### [ЗАДАНИЯ]
- A) Перепишите дословно часть текста о Голицыне: всё, начиная со слов «По заявлению Голицына, принесенные» и вплоть до слов «или занимаемая должность.».
- B) Когда, согласно тексту о Голицыне, Юрий Носенко предложил свои услуги ЦРУ?

### [ТЕКСТ ДЛЯ ЧТЕНИЯ]
+-------+

По заявлению Голицына, принесенные им в ЦРУ разоблачения настолько важны и опасны, что КГБ не замедлит заслать в США лжеперебежчиков для его дискредитации. И действительно, вскоре после побега Голицына на Запад два сотрудника представительства СССР в ООН, Лысов и Кулак, предложили свои услуги ЦРУ, а в июне 1962 года то же самое сделал майор Второго главного управления КГБ Юрий Носенко. После этого Голицыну поверили, и, таким образом, охота на «кротов» начала разворачиваться с еще большим размахом. В списке подозреваемых появились десятки новых имен, в том числе и из различных структур разведсообщества Америки. В связи с этим проводилось много допросов: не оставляли без внимания и не щадили ни одного сотрудника, каким бы ни был его послужной список или занимаемая должность.

+-------+

### [СТРОКИ ДАННЫХ]
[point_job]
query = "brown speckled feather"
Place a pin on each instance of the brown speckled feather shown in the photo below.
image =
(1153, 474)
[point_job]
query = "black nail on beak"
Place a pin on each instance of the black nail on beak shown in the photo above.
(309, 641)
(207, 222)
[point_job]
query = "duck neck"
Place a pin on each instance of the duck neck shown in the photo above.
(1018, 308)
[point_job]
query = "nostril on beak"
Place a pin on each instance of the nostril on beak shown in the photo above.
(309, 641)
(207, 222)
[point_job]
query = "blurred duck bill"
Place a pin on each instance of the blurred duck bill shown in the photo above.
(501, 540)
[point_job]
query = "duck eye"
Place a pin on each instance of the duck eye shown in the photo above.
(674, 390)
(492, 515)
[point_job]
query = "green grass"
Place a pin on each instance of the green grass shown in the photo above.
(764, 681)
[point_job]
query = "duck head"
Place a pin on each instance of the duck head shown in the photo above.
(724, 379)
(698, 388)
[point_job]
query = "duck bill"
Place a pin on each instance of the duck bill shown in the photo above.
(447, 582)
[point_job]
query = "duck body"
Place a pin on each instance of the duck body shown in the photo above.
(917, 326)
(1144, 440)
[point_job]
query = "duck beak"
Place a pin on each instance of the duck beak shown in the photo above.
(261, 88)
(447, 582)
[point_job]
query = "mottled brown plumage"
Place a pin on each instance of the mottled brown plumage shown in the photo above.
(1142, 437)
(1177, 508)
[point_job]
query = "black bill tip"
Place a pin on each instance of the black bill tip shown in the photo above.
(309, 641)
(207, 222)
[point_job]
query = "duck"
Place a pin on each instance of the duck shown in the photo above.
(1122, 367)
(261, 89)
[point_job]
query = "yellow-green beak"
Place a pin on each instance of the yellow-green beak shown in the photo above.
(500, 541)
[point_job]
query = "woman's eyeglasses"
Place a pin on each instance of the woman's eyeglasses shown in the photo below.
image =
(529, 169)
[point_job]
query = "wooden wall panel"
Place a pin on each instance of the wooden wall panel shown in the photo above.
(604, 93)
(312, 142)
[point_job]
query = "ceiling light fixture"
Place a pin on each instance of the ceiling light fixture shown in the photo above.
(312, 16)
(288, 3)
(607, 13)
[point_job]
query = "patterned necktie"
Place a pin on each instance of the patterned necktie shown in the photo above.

+-------+

### [ОТВЕТЫ ПО ЗАДАНИЯМ]
- A)
По заявлению Голицына, принесенные им в ЦРУ разоблачения настолько важны и опасны, что КГБ не замедлит заслать в США лжеперебежчиков для его дискредитации. И действительно, вскоре после побега Голицына на Запад два сотрудника представительства СССР в ООН, Лысов и Кулак, предложили свои услуги ЦРУ, а в июне 1962 года то же самое сделал майор Второго главного управления КГБ Юрий Носенко. После этого Голицыну поверили, и, таким образом, охота на «кротов» начала разворачиваться с еще большим размахом. В списке подозреваемых появились десятки новых имен, в том числе и из различных структур разведсообщества Америки. В связи с этим проводилось много допросов: не оставляли без внимания и не щадили ни одного сотрудника, каким бы ни был его послужной список или занимаемая должность.

- B) В июне 1962 года.